_The problem_
In the records below, find the line containing "Each instance of the wooden plank". Restate it and all the lines after it exactly, and omit the rest.

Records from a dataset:

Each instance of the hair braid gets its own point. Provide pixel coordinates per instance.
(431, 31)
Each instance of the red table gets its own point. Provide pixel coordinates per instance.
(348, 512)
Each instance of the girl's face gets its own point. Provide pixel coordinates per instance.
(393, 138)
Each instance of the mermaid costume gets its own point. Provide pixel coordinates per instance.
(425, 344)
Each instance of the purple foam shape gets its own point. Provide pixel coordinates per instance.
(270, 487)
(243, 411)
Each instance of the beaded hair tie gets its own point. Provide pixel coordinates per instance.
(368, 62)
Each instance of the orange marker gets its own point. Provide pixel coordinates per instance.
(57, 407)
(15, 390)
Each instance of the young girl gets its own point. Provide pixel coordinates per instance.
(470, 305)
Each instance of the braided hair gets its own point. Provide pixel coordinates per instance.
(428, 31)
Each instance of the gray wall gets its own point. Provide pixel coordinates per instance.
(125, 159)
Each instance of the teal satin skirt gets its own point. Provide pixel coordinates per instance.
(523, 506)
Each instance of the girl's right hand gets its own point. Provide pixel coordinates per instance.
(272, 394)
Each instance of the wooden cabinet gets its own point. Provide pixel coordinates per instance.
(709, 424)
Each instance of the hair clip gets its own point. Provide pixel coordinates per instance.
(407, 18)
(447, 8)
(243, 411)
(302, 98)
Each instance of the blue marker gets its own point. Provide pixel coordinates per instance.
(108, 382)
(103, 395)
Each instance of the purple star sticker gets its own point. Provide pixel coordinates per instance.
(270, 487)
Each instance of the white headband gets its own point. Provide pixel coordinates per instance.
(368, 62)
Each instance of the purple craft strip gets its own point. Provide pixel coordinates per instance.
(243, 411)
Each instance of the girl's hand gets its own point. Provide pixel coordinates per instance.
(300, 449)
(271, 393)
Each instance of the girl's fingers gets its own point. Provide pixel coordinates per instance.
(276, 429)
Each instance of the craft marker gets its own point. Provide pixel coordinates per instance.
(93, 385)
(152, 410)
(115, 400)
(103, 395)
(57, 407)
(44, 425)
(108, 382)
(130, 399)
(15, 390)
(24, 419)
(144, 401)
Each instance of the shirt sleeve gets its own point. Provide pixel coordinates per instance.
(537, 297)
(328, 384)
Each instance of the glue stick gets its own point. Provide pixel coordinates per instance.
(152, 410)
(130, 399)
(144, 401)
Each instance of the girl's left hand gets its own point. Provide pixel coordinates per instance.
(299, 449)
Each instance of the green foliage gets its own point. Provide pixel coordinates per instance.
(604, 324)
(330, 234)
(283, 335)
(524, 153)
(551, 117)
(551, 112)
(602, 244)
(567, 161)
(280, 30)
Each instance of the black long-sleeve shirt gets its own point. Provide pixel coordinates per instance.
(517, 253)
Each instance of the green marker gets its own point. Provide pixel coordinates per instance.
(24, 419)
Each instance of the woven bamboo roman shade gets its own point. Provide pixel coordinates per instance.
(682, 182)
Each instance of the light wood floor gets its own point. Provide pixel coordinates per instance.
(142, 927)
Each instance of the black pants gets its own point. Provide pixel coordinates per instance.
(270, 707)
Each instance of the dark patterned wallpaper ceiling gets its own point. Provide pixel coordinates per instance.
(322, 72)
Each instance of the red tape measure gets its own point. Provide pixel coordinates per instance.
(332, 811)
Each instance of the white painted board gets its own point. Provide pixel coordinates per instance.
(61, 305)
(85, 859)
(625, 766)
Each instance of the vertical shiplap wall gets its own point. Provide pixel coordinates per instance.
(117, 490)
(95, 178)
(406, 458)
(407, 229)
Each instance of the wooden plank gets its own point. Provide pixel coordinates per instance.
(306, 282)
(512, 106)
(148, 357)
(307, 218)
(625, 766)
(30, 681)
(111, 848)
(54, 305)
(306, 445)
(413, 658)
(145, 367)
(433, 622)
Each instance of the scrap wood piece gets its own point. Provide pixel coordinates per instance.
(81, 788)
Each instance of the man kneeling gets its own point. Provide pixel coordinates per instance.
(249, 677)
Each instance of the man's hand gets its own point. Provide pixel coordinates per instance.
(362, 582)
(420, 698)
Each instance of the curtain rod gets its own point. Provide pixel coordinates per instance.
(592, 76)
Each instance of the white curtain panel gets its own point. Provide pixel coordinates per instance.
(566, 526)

_Answer below_
Each instance of the wooden plank gets its own point. Provide pixel coordinates per instance.
(306, 282)
(512, 106)
(148, 357)
(307, 218)
(625, 766)
(30, 681)
(111, 848)
(54, 305)
(306, 445)
(413, 658)
(145, 367)
(433, 622)
Each instance of the scrap wood piece gets its own point. Provide pixel coordinates per instance.
(81, 788)
Each instance of the man kneeling gets its own point. Provide pixel coordinates per instance.
(249, 677)
Each instance of the man's hand gets its own point. Provide pixel coordinates per instance.
(362, 582)
(420, 698)
Each instance of the curtain rod gets its own point. Provide pixel coordinates per instance.
(592, 76)
Each instance of the white curtain panel gets its own point. Provide pixel coordinates per instance.
(566, 526)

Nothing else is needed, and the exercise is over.